Given text =>
- Opening Delimiter -

7/25/08

...and the Walls Come Tumbling Down

Shortly after writing that last blog the rug was indeed pulled out from under me, worse than I could ever imagine.

My day started with taking Henri to the exotic vet and finding out it wasn't an abscess but a tumor. Of course it needed to be removed so I said good bye to sweet Henri and around $300.00 so he could have that awful thing removed. The vet seemed hopeful about it and said it would be easy to remove.

I was supposed to hang with my mom but shelling out money, when I was already worried about money for IVF, didn't put me in a real festive mood.

Then I got the call that made everything crash down around me. Melissa, the finance person at my clinic, called to tell me that my RE no longer carried my insurance. I knew they weren't a provider for Cigna but they were for Beech Street which is under the Cigna umbrella. As of June they no longer contract with them. This is why she had such a hard time getting exact prices for me the day before.

She explains how I could pay as a cash patient and then bill my insurance. However, if we were stressing over $5100 how on earth could I pay $10,000 upfront for the procedure alone? All I could do was cry and tell Melissa that that wouldn't be feasible for us and we'd have to cancel going forward on the cycle. I know she felt terrible but I also know there wasn't anything she could do. "This is what I hate about my job", she said.

When I got off the phone with her I tried to call Alex but couldn't reach him. That didn't help because I was hysterical at that point and practically hyperventilating. I turned to my girls on the TTC6+ board and they helped talk me down.

The biggest help was Megan coming to see me. What an amazing friend. She actually left work to come sit and cry with me. That is worth it's weight in gold.

Before she arrived I had to call my mom and tell her the cycle was a no go. She just sat on the phone crying and saying, "Why?" You see, my mom wants this as much as I do and it made me cry all over again to hear her choke up. Alex finally got back to me and immediately suggested we switch to UCSF's clinic. We know they are under our insurance because before we found out my local RE was covered under Beech Street, we were going to go up to SF.

So it looks like we'll be heading to SF for IVF but the sad thing is we'll have to wait for next summer. I'll have to actually live up there for two weeks during stims and ER/ET because of all the monitoring etc. There's no way we can drive two hours every day with Alex's job. I hate this because I'll be another year older, less fertile than I am now. However, what can I do? My hands are tied.

I hate this.

One thing Megan told me to do was make a list of things I was going to do to get ready for next summer. She said list making helps her so just for her I'm going to do it. Bold things are done.

To Do Before IVF
- Keep trying naturally
- Buy OPKs
- Go back to temping all the time
- Take my pills regularly (I had stopped my PNV, because why bother?)
- Make sure Alex is still taking all of his supplements
- Buy more Pre Seed
- SAVE MONEY
- Request info from UCSF
- Make an appointment to talk to UCSF
- Finish b/w needed for IVF cycle (CF/STD screen)

- Closing Delimiter -

Extracted entries =>
- Opening Delimiter -

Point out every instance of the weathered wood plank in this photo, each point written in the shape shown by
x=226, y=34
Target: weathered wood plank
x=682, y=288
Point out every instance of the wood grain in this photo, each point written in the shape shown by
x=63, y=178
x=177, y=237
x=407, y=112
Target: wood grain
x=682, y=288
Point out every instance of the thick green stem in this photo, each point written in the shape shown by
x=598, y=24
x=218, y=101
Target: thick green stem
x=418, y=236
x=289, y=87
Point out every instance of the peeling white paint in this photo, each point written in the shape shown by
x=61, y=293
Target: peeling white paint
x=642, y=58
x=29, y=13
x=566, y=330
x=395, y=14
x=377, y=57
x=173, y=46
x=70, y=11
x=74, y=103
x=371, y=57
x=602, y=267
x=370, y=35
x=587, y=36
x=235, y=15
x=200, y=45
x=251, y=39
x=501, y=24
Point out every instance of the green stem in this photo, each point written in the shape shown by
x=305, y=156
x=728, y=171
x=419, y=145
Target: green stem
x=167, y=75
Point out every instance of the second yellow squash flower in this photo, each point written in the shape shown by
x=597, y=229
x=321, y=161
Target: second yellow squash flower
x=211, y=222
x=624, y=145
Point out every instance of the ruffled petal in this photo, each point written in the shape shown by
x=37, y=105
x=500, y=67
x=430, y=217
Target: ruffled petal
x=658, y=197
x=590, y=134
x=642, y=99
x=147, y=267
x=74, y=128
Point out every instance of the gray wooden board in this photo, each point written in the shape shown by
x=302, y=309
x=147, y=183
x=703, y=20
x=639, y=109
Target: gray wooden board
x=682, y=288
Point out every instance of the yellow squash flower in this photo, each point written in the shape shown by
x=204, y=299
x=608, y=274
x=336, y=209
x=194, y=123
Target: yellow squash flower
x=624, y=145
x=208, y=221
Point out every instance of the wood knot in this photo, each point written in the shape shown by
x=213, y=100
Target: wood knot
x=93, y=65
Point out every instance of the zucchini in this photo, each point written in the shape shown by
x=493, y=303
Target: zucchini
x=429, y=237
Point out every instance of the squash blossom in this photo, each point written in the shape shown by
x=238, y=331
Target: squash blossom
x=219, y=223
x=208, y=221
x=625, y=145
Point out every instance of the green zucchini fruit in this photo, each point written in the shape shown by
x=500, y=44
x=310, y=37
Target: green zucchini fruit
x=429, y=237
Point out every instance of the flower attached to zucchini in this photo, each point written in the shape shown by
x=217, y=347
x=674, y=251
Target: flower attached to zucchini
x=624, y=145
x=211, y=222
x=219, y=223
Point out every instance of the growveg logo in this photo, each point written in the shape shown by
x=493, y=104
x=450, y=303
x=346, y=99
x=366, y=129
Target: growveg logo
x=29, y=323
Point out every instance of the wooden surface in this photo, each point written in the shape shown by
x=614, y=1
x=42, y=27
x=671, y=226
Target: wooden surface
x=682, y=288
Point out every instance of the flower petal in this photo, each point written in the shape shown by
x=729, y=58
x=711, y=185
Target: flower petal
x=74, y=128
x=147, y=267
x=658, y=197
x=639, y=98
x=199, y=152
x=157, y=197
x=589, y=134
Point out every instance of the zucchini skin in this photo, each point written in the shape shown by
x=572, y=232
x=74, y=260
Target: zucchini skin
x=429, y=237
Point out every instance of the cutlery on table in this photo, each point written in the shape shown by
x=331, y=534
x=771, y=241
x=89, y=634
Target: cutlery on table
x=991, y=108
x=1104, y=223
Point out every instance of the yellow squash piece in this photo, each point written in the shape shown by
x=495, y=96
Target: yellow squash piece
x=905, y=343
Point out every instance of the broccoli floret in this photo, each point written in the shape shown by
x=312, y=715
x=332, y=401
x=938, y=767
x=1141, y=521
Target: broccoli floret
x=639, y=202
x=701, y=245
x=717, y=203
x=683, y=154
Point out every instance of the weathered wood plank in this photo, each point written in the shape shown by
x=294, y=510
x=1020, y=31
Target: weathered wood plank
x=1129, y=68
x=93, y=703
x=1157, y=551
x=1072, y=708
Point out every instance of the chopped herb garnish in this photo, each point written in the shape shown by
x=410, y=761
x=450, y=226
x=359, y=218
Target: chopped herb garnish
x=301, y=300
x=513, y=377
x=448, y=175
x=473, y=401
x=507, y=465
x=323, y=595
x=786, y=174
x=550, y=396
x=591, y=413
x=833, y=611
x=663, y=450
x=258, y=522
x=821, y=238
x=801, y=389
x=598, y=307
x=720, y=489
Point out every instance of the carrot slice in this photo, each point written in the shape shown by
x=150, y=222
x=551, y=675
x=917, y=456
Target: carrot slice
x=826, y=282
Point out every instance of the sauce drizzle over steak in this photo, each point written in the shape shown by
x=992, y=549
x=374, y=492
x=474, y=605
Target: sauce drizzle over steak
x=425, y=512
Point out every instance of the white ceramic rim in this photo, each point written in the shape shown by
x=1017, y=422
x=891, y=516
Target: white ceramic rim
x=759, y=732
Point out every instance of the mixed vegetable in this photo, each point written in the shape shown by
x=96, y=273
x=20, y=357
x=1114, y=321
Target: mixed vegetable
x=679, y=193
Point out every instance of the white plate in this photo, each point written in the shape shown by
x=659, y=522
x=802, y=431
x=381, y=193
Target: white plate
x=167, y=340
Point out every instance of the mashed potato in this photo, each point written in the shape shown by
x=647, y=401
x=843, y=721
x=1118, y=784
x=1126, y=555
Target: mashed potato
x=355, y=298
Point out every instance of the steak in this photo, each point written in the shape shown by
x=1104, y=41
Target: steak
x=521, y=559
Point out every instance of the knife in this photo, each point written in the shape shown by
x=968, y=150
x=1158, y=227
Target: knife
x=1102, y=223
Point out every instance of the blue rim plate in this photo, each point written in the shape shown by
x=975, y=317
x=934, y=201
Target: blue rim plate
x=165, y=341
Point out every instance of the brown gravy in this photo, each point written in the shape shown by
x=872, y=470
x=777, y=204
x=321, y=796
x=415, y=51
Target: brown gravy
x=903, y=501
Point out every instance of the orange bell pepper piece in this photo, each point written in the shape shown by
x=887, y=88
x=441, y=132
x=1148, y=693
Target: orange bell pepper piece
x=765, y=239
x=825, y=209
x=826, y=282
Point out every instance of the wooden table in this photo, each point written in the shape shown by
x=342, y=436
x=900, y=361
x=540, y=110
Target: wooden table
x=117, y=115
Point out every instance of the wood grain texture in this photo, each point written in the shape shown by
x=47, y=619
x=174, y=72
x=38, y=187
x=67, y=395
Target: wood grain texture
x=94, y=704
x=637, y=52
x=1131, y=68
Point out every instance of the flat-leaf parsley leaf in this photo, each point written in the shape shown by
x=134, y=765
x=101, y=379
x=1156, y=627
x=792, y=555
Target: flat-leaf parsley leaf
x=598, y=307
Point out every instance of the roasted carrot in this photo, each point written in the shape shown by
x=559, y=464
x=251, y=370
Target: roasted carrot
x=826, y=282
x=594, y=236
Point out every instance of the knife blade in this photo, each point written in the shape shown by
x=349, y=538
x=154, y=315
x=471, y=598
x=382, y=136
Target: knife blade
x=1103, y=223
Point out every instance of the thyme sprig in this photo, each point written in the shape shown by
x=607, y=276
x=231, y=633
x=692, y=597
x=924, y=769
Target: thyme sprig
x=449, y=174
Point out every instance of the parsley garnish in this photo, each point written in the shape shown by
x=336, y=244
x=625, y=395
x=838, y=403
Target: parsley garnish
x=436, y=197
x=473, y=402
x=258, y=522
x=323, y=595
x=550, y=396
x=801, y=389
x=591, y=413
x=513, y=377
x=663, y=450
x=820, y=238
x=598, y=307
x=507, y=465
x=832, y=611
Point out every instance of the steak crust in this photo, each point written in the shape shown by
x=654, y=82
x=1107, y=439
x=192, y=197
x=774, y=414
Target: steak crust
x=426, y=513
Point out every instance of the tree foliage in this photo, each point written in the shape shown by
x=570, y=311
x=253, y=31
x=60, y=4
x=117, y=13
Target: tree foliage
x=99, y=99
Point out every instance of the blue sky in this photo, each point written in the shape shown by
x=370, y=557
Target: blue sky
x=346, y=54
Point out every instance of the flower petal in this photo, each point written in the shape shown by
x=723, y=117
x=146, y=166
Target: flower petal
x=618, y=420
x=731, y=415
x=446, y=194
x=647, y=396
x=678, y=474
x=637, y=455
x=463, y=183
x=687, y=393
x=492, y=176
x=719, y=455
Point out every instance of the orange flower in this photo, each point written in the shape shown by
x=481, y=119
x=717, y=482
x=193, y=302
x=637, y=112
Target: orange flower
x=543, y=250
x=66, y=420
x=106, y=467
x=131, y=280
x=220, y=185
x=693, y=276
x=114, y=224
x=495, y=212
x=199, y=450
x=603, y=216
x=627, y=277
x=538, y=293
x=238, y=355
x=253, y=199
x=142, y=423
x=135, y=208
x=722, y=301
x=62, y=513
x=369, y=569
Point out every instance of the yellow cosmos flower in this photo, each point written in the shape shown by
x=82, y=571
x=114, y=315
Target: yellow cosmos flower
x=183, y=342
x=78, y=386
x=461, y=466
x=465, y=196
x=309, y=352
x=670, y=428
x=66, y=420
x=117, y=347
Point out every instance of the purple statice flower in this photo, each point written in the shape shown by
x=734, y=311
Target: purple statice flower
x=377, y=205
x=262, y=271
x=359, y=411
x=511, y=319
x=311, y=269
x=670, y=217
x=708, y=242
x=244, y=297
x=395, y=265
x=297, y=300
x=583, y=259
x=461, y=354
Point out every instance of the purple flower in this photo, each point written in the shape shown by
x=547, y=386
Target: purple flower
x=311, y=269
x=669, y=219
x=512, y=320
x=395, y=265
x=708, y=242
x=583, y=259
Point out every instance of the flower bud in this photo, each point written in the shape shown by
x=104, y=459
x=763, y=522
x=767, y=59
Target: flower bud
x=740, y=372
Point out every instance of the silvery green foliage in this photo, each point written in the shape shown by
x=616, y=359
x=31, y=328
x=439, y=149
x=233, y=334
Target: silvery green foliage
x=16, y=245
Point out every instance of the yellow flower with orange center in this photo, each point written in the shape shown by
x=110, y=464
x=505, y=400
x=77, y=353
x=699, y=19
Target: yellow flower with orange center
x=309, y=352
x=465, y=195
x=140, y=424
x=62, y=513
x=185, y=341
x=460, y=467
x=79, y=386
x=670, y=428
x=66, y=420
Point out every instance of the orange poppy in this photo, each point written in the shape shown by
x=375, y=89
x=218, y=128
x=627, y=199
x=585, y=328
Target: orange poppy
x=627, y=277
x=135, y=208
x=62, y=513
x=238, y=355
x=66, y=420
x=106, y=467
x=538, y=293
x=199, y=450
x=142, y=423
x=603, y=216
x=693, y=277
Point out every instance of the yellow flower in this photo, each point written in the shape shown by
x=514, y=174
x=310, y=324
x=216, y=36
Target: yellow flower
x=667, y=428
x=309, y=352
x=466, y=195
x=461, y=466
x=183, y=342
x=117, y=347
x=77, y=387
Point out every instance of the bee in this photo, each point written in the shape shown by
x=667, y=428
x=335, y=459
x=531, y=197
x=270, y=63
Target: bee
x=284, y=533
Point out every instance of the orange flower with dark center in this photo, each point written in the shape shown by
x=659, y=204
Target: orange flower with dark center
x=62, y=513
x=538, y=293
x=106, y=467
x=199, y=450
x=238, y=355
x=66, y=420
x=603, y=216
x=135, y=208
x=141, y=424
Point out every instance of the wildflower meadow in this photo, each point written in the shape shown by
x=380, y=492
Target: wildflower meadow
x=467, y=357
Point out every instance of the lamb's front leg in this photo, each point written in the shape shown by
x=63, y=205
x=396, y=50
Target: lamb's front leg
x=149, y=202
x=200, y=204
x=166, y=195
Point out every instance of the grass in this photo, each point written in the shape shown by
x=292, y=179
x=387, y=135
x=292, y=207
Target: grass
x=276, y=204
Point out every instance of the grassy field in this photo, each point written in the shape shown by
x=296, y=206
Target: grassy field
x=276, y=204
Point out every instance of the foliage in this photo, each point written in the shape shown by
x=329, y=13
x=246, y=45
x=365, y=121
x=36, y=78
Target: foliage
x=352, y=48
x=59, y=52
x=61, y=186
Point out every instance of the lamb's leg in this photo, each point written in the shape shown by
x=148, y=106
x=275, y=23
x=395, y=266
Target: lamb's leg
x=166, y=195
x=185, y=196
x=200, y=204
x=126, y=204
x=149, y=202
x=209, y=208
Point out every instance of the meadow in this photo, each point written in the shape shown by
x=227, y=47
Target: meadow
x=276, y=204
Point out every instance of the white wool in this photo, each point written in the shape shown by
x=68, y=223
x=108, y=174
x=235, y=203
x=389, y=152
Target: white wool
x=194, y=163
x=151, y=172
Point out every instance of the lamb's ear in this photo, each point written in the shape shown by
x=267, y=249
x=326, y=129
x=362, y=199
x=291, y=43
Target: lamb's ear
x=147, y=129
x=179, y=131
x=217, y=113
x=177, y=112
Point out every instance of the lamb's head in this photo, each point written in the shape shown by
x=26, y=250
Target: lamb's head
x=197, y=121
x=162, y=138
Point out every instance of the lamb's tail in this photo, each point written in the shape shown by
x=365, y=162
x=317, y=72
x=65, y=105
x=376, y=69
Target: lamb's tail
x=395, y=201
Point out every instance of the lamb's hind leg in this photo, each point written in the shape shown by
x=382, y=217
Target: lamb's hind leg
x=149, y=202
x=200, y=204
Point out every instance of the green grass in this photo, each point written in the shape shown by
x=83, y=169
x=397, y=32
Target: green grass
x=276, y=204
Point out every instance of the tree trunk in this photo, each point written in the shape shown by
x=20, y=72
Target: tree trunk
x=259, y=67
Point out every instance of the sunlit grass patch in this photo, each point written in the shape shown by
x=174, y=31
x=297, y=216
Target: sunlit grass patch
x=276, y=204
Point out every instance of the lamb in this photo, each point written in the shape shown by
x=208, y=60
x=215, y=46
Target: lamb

- Closing Delimiter -

Activity list =>
(1) Please quote the IVF blog post word for word, beginning at the words "She explains how" and stopping after "talk me down.".
(2) In the IVF blog post, why will the writer need to live in SF for two weeks? Explain in one to three sentences.
The rows have no connection to the IVF blog post.

Per-task outputs =>
(1)
She explains how I could pay as a cash patient and then bill my insurance. However, if we were stressing over $5100 how on earth could I pay $10,000 upfront for the procedure alone? All I could do was cry and tell Melissa that that wouldn't be feasible for us and we'd have to cancel going forward on the cycle. I know she felt terrible but I also know there wasn't anything she could do. "This is what I hate about my job", she said.

When I got off the phone with her I tried to call Alex but couldn't reach him. That didn't help because I was hysterical at that point and practically hyperventilating. I turned to my girls on the TTC6+ board and they helped talk me down.

(2) The writer needs to stay there for two weeks during stims and ER/ET because of all the monitoring involved. Driving two hours every day isn't possible with Alex's job.